--- Exercise requirements ---
A) Can you reproduce the WHOIS text starting at "Registrant Contact: The" and ending at "to the domain.", renaming "Technical Contact" to "Tech Contact"?
B) Could you extend the WHOIS text beyond its final line?

--- Article ---
--- BEGIN ---
WHOIS is a widely used query and response protocol designed to access databases that store information about registered internet resources. Primarily associated with domain names, WHOIS can also provide details about IP address blocks and autonomous systems. Think of it as a giant phonebook for the internet, letting you look up who owns or is responsible for various online assets.

Each WHOIS record typically contains the following information:

Domain Name: The domain name itself (e.g., example.com)
Registrar: The company where the domain was registered (e.g., GoDaddy, Namecheap)
Registrant Contact: The person or organization that registered the domain.
Administrative Contact: The person responsible for managing the domain.
Technical Contact: The person handling technical issues related to the domain.
Creation and Expiration Dates: When the domain was registered and when it’s set to expire.
Name Servers: Servers that translate the domain name into an IP address.

That raises an interesting question about WHOIS. To be honest, ever since I started learning cybersecurity, I’ve heard people talk about WHOIS quite frequently. However, it seems that WHOIS was far more useful in the past than it is today. Nowadays, most domain registrars offer privacy protection services at a very low cost—or even include them by default—which means much of the registrant information is no longer publicly visible.

So, what is the value of WHOIS today? Even though WHOIS records are often heavily redacted, they can still provide useful information, such as:

Domain registration and expiration dates
Registrar information
Name server details
Registration status and domain lifecycle information
Historical ownership data (through third-party historical WHOIS services)
--- END ---
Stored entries
--- BEGIN ---
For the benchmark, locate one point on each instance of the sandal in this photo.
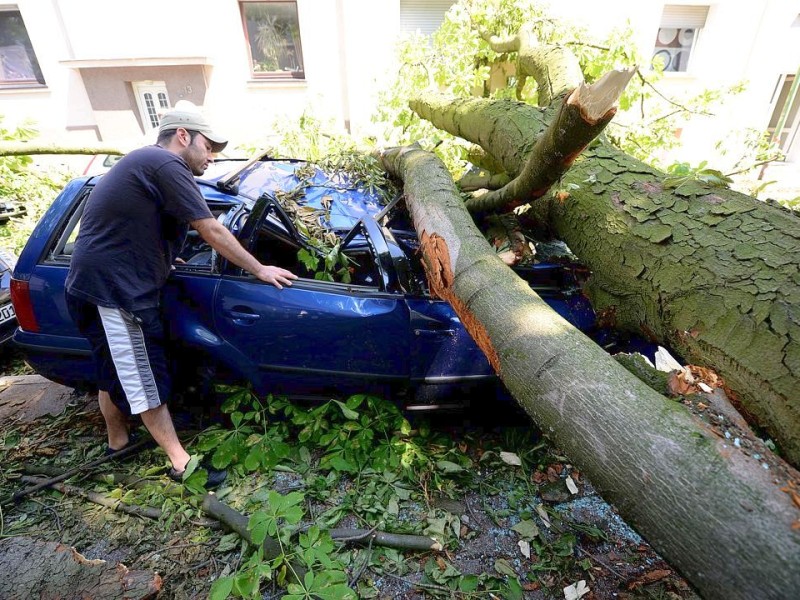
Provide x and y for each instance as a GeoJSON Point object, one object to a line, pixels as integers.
{"type": "Point", "coordinates": [214, 478]}
{"type": "Point", "coordinates": [133, 438]}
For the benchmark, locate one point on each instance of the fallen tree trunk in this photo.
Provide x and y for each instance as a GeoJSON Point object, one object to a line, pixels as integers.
{"type": "Point", "coordinates": [708, 271]}
{"type": "Point", "coordinates": [700, 502]}
{"type": "Point", "coordinates": [30, 149]}
{"type": "Point", "coordinates": [237, 522]}
{"type": "Point", "coordinates": [113, 504]}
{"type": "Point", "coordinates": [32, 568]}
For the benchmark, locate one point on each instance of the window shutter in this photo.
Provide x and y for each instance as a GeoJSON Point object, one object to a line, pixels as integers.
{"type": "Point", "coordinates": [680, 16]}
{"type": "Point", "coordinates": [425, 15]}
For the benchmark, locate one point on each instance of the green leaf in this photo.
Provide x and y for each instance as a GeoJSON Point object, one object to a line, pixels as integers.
{"type": "Point", "coordinates": [258, 525]}
{"type": "Point", "coordinates": [347, 412]}
{"type": "Point", "coordinates": [191, 466]}
{"type": "Point", "coordinates": [468, 583]}
{"type": "Point", "coordinates": [309, 261]}
{"type": "Point", "coordinates": [514, 589]}
{"type": "Point", "coordinates": [527, 529]}
{"type": "Point", "coordinates": [221, 588]}
{"type": "Point", "coordinates": [448, 466]}
{"type": "Point", "coordinates": [502, 566]}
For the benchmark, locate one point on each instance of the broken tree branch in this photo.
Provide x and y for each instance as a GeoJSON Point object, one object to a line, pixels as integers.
{"type": "Point", "coordinates": [71, 490]}
{"type": "Point", "coordinates": [688, 492]}
{"type": "Point", "coordinates": [237, 522]}
{"type": "Point", "coordinates": [30, 149]}
{"type": "Point", "coordinates": [128, 450]}
{"type": "Point", "coordinates": [581, 118]}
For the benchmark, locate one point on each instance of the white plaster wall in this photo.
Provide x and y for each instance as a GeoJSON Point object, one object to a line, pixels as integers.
{"type": "Point", "coordinates": [348, 49]}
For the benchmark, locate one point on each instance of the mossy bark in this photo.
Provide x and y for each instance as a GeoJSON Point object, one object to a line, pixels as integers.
{"type": "Point", "coordinates": [710, 272]}
{"type": "Point", "coordinates": [30, 149]}
{"type": "Point", "coordinates": [703, 505]}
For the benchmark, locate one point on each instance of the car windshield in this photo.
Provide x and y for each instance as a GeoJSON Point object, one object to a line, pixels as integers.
{"type": "Point", "coordinates": [339, 206]}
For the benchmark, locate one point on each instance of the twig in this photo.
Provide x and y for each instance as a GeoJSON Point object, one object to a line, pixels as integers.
{"type": "Point", "coordinates": [419, 584]}
{"type": "Point", "coordinates": [597, 560]}
{"type": "Point", "coordinates": [17, 496]}
{"type": "Point", "coordinates": [66, 489]}
{"type": "Point", "coordinates": [52, 510]}
{"type": "Point", "coordinates": [357, 575]}
{"type": "Point", "coordinates": [359, 536]}
{"type": "Point", "coordinates": [388, 540]}
{"type": "Point", "coordinates": [681, 106]}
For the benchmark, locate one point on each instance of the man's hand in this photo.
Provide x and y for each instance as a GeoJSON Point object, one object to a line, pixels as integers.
{"type": "Point", "coordinates": [275, 275]}
{"type": "Point", "coordinates": [223, 241]}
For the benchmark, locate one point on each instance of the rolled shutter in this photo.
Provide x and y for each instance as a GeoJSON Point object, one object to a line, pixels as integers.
{"type": "Point", "coordinates": [681, 16]}
{"type": "Point", "coordinates": [423, 15]}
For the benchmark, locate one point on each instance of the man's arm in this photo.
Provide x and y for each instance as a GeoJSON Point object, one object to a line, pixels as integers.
{"type": "Point", "coordinates": [223, 241]}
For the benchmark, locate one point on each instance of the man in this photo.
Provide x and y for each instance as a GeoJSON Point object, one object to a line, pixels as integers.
{"type": "Point", "coordinates": [132, 228]}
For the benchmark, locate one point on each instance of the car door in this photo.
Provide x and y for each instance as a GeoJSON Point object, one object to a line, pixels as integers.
{"type": "Point", "coordinates": [315, 337]}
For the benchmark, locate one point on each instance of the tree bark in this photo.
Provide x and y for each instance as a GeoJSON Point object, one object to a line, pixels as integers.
{"type": "Point", "coordinates": [555, 69]}
{"type": "Point", "coordinates": [29, 149]}
{"type": "Point", "coordinates": [580, 119]}
{"type": "Point", "coordinates": [708, 271]}
{"type": "Point", "coordinates": [48, 570]}
{"type": "Point", "coordinates": [700, 502]}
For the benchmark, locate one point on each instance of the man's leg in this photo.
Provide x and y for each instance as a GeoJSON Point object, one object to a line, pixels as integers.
{"type": "Point", "coordinates": [116, 421]}
{"type": "Point", "coordinates": [136, 344]}
{"type": "Point", "coordinates": [159, 423]}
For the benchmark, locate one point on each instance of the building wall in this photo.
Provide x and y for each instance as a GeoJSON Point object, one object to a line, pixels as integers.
{"type": "Point", "coordinates": [90, 51]}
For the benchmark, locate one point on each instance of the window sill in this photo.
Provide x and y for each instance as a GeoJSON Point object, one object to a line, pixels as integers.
--- END ---
--- Exercise responses ---
A)
Registrant Contact: The person or organization that registered the domain.
Administrative Contact: The person responsible for managing the domain.
Tech Contact: The person handling technical issues related to the domain.

B)
Clues that can be correlated with other reconnaissance sources

For defenders and security researchers, WHOIS can also help identify domains that belong to the same organization, track infrastructure changes over time, or investigate suspicious domains during incident response.

For example, imagine an email claiming to be from a bank is sent to users within your organization. The email contains a link asking recipients to update their account information or perform some other action. Using WHOIS data, we might discover that the domain behind that link was registered only recently—perhaps just a few days ago. Additionally, the domain’s name servers may be associated with a known bulletproof hosting provider that has a history of being abused for malicious activities.

At that point, we already have several indicators that should raise suspicion. While none of these factors alone prove that the email is malicious, the combination of a newly registered domain, questionable hosting infrastructure, and a request for sensitive user actions is often enough to justify a closer investigation and treat the email as potentially malicious until proven otherwise.

Hand-on:

Now let’s move on to actually using WHOIS.

To perform a WHOIS lookup, we generally have two options:

Use a web-based WHOIS service directly from your browser.

Install the WHOIS binary/tool locally on your machine and perform lookups from the command line.

DNS (Domain Name System)

Well, when it comes to DNS, I probably won’t go through the concepts again here. I’ve already covered them elsewhere, so feel free to check the GitHub link for a more explanation and related techniques.

Why DNS Matters for Web Recon?

DNS is not merely a technical protocol for translating domain names; it’s a critical component of a target’s infrastructure that can be leveraged to uncover vulnerabilities and gain access during a penetration test:

Uncovering Assets: DNS records can reveal a wealth of information, including subdomains, mail servers, and name server records. For instance, a CNAME record pointing to an outdated server (dev.example.com CNAME oldserver.example.net) could lead to a vulnerable system.
Mapping the Network Infrastructure: You can create a comprehensive map of the target’s network infrastructure by analysing DNS data. For example, identifying the name servers (NS records) for a domain can reveal the hosting provider used, while an A record for loadbalancer.example.com can pinpoint a load balancer. This helps you understand how different systems are connected, identify traffic flow, and pinpoint potential choke points or weaknesses that could be exploited during a penetration test.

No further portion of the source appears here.